What is expected - Look through the records below for the line with "Query: brick chimney" and the line with "Task: confirm every instance of the downspout", then return those lines and all lines between, exactly.
======== Source data
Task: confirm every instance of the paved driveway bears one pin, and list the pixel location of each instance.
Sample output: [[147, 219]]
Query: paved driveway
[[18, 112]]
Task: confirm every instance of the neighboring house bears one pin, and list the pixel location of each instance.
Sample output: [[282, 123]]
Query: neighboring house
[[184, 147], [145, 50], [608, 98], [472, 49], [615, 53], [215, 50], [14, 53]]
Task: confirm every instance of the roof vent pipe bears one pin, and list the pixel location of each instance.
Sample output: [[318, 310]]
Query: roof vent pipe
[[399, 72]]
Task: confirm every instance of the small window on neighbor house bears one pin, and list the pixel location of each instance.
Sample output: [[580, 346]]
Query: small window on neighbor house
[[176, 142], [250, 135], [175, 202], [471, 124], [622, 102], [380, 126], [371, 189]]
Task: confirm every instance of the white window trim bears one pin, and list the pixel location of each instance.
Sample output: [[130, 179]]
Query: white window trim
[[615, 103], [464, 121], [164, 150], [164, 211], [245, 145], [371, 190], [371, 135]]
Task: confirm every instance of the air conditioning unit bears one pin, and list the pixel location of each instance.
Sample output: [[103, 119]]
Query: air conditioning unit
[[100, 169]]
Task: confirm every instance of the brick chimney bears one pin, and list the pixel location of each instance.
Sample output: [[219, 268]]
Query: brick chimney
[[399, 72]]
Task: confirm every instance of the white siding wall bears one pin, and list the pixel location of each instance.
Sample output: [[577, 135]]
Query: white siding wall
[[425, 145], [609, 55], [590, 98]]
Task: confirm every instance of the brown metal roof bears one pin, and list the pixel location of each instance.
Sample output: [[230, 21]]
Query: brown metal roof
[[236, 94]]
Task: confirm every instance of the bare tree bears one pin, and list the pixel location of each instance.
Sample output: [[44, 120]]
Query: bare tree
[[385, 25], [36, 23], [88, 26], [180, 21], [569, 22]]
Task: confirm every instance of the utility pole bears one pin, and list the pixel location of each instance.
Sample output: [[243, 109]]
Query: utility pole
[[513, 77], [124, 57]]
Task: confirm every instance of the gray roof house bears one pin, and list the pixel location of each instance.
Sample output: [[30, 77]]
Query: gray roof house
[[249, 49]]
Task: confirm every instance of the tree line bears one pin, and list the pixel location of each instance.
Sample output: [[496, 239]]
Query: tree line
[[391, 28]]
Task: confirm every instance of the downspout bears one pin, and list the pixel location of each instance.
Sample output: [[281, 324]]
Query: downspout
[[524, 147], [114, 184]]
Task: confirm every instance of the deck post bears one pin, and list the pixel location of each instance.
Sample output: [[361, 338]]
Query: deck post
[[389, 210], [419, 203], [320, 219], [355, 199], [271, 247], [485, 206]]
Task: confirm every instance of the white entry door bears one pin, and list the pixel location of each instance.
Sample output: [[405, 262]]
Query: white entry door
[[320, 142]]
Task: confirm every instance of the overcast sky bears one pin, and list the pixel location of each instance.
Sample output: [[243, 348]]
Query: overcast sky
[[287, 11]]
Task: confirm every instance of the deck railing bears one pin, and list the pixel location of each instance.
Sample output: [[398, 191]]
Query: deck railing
================
Answer space -
Query: brick chimney
[[399, 72]]
Task: confirm every instance of the white siding wall bears one pin, and list the pixel location of each instance.
Sample output: [[577, 135]]
Query: white siding wall
[[425, 145], [609, 55], [590, 98]]
Task: confirm every instance of the brown metal roof bears one pin, and list the pixel location of each instance.
Sample output: [[230, 21]]
Query: brown metal roof
[[236, 94]]
Task: confirm every instance of the bare tree bears one pin, and list the pixel location of each instance.
Sample output: [[44, 120]]
Query: bare tree
[[385, 25], [36, 23], [88, 26], [180, 21], [569, 22]]
Task: confirm every instance of the utility pole bears one pin, and list the pixel location of each instance.
Sample output: [[243, 109]]
Query: utility pole
[[513, 77], [124, 57]]
Task: confirm every instance of the gray roof house bears one pin, and list the pixel location of each instance.
Sample output: [[30, 77]]
Query: gray roof house
[[249, 49]]
Task: confirm every instance of the tree line bears one pin, and list the pixel location of each instance.
Sample output: [[496, 239]]
Query: tree line
[[391, 28]]
Task: confirm every instance of the downspout bears one pin, and list the pixel location of each instance.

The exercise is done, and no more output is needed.